While most people consider March 20 to officially be the first day of spring because of its coincidence with the spring equinox, for the more meteorologically inclined spring has already begun. Unlike astronomical spring, meteorological spring, which is based on the annual temperature cycle and includes March, April and May, started promptly on March 1.
But regardless of which date you consider to be the first day of spring, the perception of the transitional season as nothing but sunshine and budding flowers doesn’t tell the whole story. So here are our three reasons why you shouldn’t underestimate the severity of springtime weather, as well as some insight into exactly why these extreme weather events happen.
1. Thunderstorms Thrive as Winter Weather Subsides
With winter coming to an end, temperatures start warming as summer approaches. Storm chasers might warn you to be careful what you wish for, however, as the atmosphere can become extremely restless as a result of this annual ritual of warming driving out the cold. This creates an open invitation for dangerous storms to bubble up frequently and with very little warning.
In reference to spring thunderstorms, Mark Twain once said: “In the spring I have counted one hundred and thirty-six kinds of weather inside of four and twenty hours.” We know how he felt. By far the most common restless weather we encounter during springtime is thunderstorms, which can be counted on to occur but remain somewhat unpredictable in terms of where they will hit.
With thunderstorm formation, the intensity varies depending on how stable the atmosphere is and the rate at which the warm pockets of air rise and condense. The intensity of these storms can range from brief, scattered single-cell thunderstorms to a large-scale, tornado-producing supercell. As the days get longer and the warmth from the sun heats up the ground, this warmth rises and cools in the atmosphere to form condensation, or clouds. This warm air eventually rises in an unstable atmosphere, pushing cold air out of the way.
If the atmosphere remains unstable, and these pockets of warm, condensing air rise rapidly, we have the recipe for a thunderstorm.
2. Tornadoes Are Now In Season
Though this next severe weather type may impact a smaller footprint of the landscape, its devastation can be swift. In the midwest of the US, most people are familiar with and have a healthy fear of tornadoes.
Tornadoes are common during springtime in the US as air of different temperatures combine, leading to 1,169 preliminary reports of tornadoes in 2018 alone. Fortunately, most tornadoes are small and don’t cause much damage, but a handful of tornadoes every year are strong enough to level entire neighborhoods.

**Information provided**

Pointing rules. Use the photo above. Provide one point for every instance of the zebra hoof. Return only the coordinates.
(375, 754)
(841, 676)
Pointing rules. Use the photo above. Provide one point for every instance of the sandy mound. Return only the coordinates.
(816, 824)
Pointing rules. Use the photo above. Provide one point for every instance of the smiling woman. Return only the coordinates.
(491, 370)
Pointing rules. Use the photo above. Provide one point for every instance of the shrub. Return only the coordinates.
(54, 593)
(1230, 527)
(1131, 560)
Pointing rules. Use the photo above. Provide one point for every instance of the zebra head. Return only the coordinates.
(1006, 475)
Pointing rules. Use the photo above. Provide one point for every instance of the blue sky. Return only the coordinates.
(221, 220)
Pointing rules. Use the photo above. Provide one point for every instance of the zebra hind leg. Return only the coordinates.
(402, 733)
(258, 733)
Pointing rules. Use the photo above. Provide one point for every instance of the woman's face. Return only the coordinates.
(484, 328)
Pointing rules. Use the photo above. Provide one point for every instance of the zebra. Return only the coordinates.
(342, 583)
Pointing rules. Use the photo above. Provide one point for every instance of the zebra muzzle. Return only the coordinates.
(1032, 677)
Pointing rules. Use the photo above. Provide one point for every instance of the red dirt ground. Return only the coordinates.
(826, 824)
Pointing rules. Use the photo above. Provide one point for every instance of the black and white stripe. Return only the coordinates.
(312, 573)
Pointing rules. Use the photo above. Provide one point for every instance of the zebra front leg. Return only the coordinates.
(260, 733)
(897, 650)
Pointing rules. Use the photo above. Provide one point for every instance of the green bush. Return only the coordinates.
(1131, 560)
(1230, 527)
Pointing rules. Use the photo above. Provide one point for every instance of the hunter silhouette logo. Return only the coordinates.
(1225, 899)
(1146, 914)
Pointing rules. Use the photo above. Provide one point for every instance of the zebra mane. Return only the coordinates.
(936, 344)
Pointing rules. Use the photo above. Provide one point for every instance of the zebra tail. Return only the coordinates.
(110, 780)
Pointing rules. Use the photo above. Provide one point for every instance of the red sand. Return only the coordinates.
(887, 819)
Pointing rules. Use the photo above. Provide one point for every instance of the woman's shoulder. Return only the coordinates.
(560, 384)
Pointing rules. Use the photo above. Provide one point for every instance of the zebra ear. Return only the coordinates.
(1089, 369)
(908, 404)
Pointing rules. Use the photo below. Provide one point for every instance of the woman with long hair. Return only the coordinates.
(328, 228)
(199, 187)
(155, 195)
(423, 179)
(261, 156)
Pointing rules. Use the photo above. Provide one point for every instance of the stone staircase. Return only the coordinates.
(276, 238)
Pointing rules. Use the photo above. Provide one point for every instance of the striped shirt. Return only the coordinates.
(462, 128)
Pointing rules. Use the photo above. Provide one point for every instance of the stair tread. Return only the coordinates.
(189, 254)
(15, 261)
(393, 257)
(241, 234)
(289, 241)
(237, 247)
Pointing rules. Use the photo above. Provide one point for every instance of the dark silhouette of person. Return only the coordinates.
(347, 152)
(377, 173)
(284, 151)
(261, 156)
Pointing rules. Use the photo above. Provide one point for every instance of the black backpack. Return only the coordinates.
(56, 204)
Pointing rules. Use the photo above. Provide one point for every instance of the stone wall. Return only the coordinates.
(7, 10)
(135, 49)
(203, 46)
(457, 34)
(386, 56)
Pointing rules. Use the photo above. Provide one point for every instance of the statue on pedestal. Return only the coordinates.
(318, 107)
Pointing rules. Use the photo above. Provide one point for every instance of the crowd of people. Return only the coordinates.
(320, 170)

**What this task involves**
Using the spring weather article, answer these:
(a) On what date did meteorological spring begin?
(b) How many kinds of weather did Mark Twain say he counted within twenty-four hours in the spring?
(c) How many preliminary tornado reports were there in 2018?
Rely only on the spring weather article, not on the material.

**The reply**
(a) March 1
(b) One hundred and thirty-six
(c) 1,169